▸ Provided passage

Thursday, January 13, 2011

Additional strategies for feeding your dog

A recent Ladies Home Journal,article, entitled "The Best Way to Feed Your Dog," discussed the when and the what to feed your dog. Additonally, the article mentioned dog allergies, sneaking your pet food, bad breathe homemade diets. After reading this article, I was very disappointed that the author failed to mentioned how to read a dog food label and what are the best food dog food bowls.

To learn about pet food, check out the U.S. Food and Drug Adminstration website. There is section about reading dog food labels here.

To find the best bowl for yo and your pet, consider the below listed factors.

▸ Problems and tasks
1. Using the dog-feeding post, decide whether each statement agrees with it. (a) The magazine article covered when and what to feed a dog. (b) The magazine article explained how to read a dog food label. (c) The post is dated in 2011.
2. Transcribe the dog-feeding post from the words "Additional strategies for" to the words "food labels here.".
The entries that follow have no connection to the dog-feeding post.

▸ Extracted data
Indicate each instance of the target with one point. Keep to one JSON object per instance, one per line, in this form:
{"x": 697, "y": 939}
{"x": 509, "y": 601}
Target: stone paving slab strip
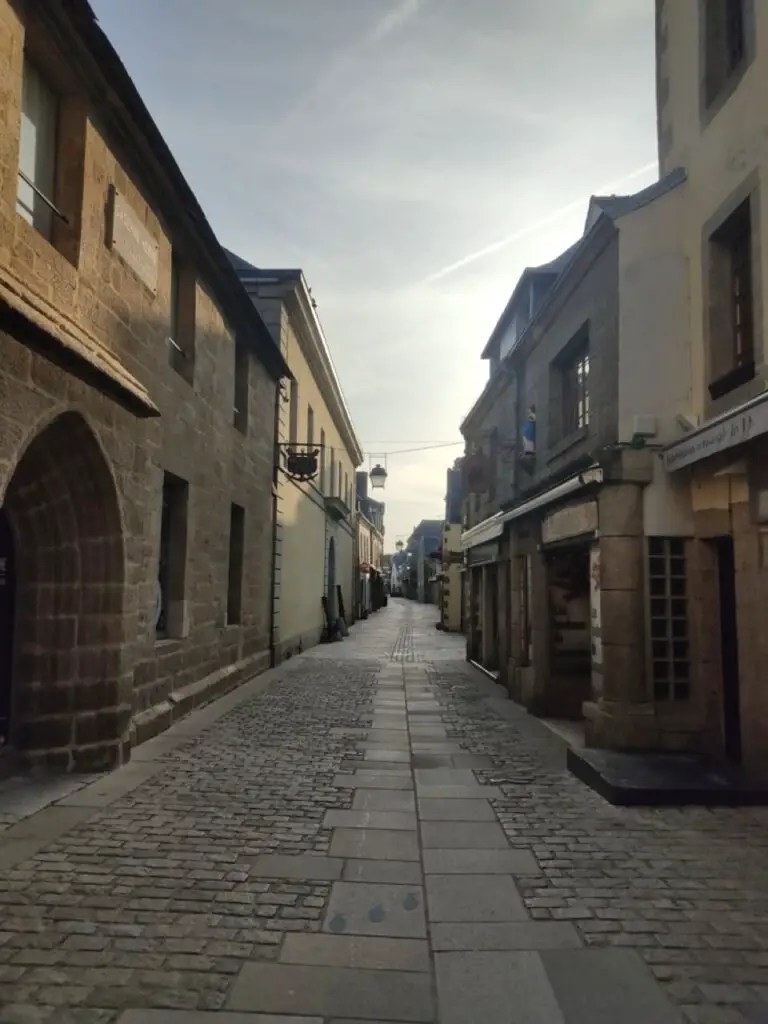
{"x": 327, "y": 991}
{"x": 394, "y": 871}
{"x": 463, "y": 836}
{"x": 202, "y": 1017}
{"x": 479, "y": 862}
{"x": 456, "y": 810}
{"x": 374, "y": 844}
{"x": 518, "y": 935}
{"x": 369, "y": 952}
{"x": 382, "y": 754}
{"x": 374, "y": 780}
{"x": 444, "y": 776}
{"x": 364, "y": 908}
{"x": 404, "y": 820}
{"x": 489, "y": 988}
{"x": 459, "y": 793}
{"x": 602, "y": 986}
{"x": 465, "y": 898}
{"x": 383, "y": 800}
{"x": 272, "y": 865}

▸ Exercise responses
1.
(a) Yes: "discussed the when and the what to feed your dog"
(b) No: "failed to mentioned how to read a dog food label"
(c) Yes: "Thursday, January 13, 2011"

2.
Additional strategies for feeding your dog

A recent Ladies Home Journal,article, entitled "The Best Way to Feed Your Dog," discussed the when and the what to feed your dog. Additonally, the article mentioned dog allergies, sneaking your pet food, bad breathe homemade diets. After reading this article, I was very disappointed that the author failed to mentioned how to read a dog food label and what are the best food dog food bowls.

To learn about pet food, check out the U.S. Food and Drug Adminstration website. There is section about reading dog food labels here.